[[ DATA RECORDS, beginning ]]

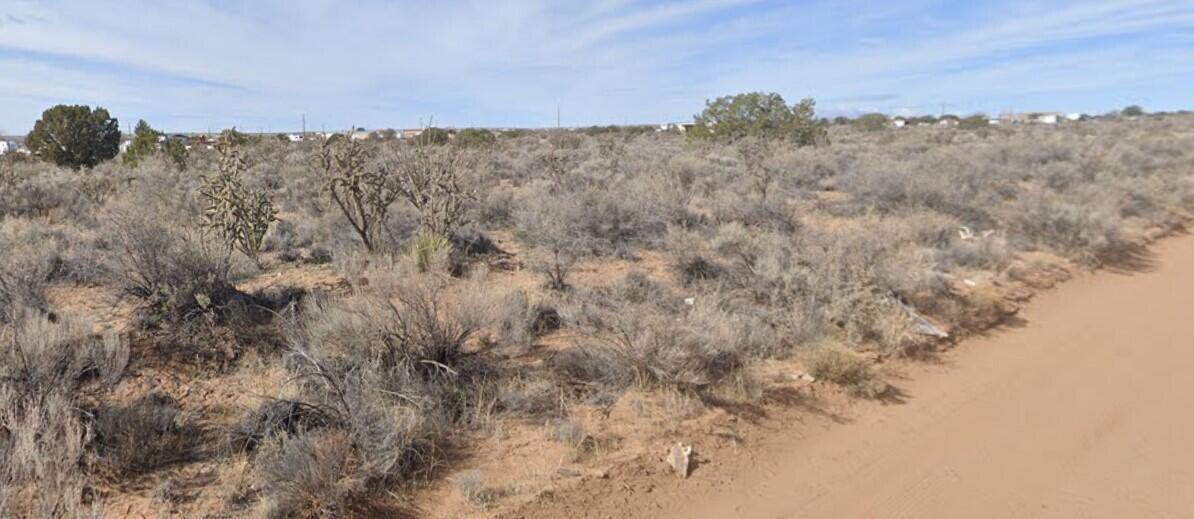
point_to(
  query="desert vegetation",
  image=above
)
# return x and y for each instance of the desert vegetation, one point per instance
(315, 329)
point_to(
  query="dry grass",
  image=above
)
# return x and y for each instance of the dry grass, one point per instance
(670, 266)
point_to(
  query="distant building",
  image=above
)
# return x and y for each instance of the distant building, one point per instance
(1032, 118)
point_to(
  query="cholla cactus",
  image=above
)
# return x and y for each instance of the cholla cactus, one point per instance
(431, 179)
(239, 215)
(362, 193)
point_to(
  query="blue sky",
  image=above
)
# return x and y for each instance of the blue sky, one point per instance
(189, 66)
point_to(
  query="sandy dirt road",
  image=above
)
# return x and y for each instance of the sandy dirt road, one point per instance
(1082, 409)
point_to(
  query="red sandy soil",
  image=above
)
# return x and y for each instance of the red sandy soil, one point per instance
(1081, 408)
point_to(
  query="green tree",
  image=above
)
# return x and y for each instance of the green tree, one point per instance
(1132, 111)
(75, 136)
(434, 136)
(176, 150)
(974, 122)
(872, 122)
(145, 143)
(475, 137)
(758, 115)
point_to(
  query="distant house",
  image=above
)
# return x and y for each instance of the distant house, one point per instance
(1032, 118)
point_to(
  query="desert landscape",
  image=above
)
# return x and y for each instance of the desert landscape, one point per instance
(506, 325)
(539, 259)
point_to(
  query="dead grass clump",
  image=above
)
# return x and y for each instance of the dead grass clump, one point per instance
(177, 276)
(143, 436)
(43, 438)
(696, 269)
(275, 416)
(847, 369)
(308, 475)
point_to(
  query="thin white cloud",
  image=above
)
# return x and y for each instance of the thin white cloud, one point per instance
(511, 62)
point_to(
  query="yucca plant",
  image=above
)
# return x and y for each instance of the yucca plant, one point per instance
(429, 249)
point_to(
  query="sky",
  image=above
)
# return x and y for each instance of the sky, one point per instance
(263, 65)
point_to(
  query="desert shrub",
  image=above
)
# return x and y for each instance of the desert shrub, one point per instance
(629, 344)
(272, 418)
(845, 369)
(309, 475)
(391, 377)
(143, 436)
(43, 437)
(696, 269)
(473, 487)
(177, 275)
(475, 137)
(872, 122)
(430, 252)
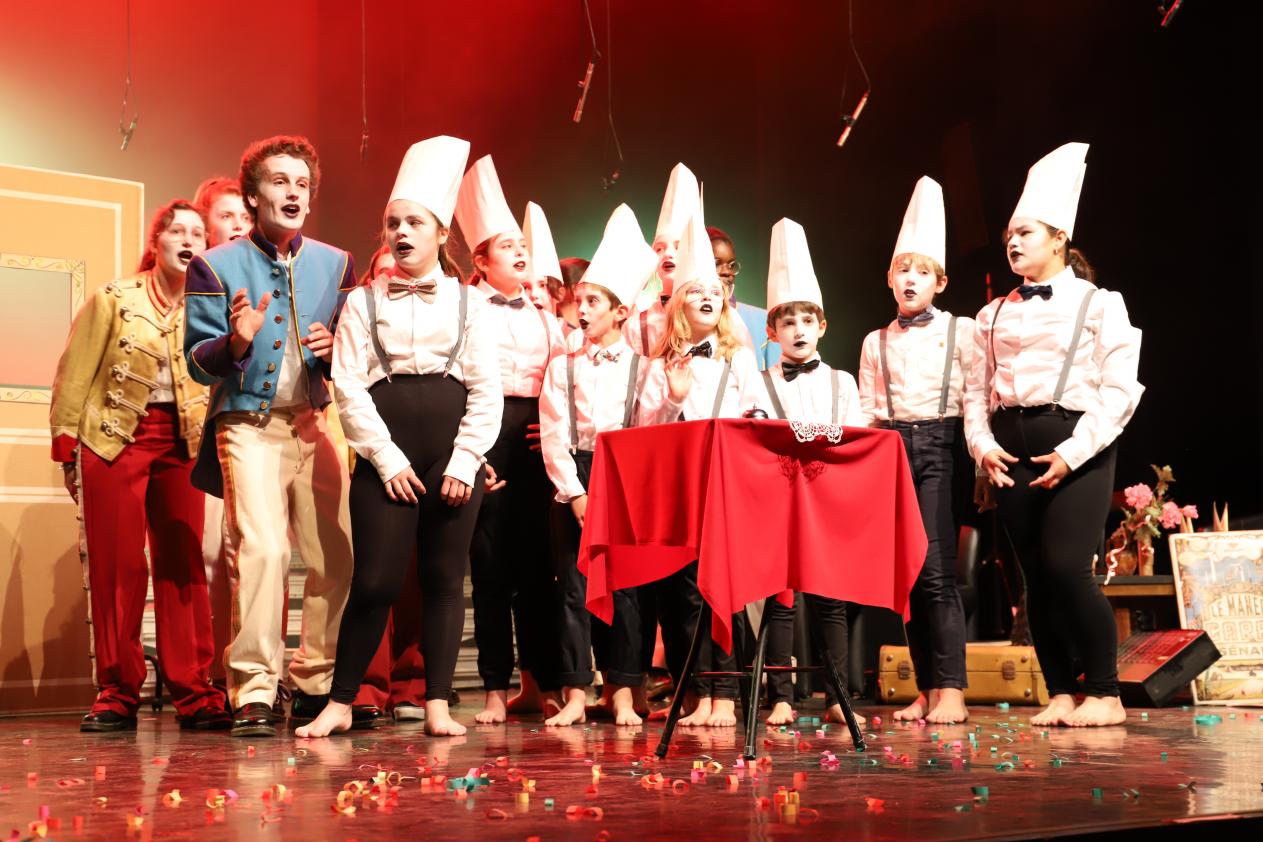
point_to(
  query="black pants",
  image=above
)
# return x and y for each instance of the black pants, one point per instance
(618, 646)
(829, 615)
(1055, 535)
(936, 631)
(678, 602)
(510, 561)
(423, 414)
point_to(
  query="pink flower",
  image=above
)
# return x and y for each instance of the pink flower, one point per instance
(1138, 496)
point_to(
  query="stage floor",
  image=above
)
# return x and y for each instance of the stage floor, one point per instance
(600, 782)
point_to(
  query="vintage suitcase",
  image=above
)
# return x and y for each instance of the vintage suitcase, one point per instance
(998, 672)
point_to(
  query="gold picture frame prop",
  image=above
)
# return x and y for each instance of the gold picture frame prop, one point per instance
(42, 298)
(1219, 588)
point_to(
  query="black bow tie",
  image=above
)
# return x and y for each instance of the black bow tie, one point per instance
(920, 318)
(1028, 290)
(792, 370)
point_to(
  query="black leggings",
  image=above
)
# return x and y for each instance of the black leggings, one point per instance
(423, 414)
(936, 631)
(1055, 535)
(510, 562)
(618, 646)
(829, 615)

[[ DATA RECORDS, end ]]

# PROBLEM TO SOLVE:
Reproduce the lines of the data that run from the one containing "shrub, one point per instance" to the final line, both included, exactly as they appear and without the pictures.

# OUTPUT:
# return x and y for each instance of the desert shrub, one point per instance
(629, 344)
(272, 418)
(845, 369)
(309, 475)
(391, 377)
(143, 436)
(43, 437)
(696, 269)
(473, 487)
(177, 275)
(475, 137)
(872, 122)
(430, 252)
point_to(
  query="black pants",
  image=above
)
# return x and y for each instance of the black pants, one point per instance
(618, 646)
(829, 615)
(1055, 535)
(936, 631)
(678, 602)
(510, 561)
(423, 414)
point_to(
  query="pink flower",
  image=above
)
# return x and y for each instance of the pink flower, one point per instance
(1138, 496)
point_to(
  query="stage floor",
  image=above
)
# return x and y for each instance of the stage floor, one point per instance
(600, 782)
point_to(
  query="vintage suitcase",
  image=above
)
# return x and y for each instance of the vintage suitcase, one point per instance
(998, 672)
point_to(
  query="gold picture frame prop",
  image=above
)
# return x and y for each instance of the gold picture frame prop, one point per instance
(42, 298)
(1219, 588)
point_to(
  query="black bow tie",
  image=above
)
# return x and y for each instance of the black bow tie, one point per instance
(920, 318)
(1028, 290)
(792, 370)
point_to(
  query="black leggings",
  image=above
)
# return x and y for each instance of the black leggings, one point per instance
(423, 414)
(936, 631)
(1055, 535)
(510, 562)
(618, 646)
(829, 615)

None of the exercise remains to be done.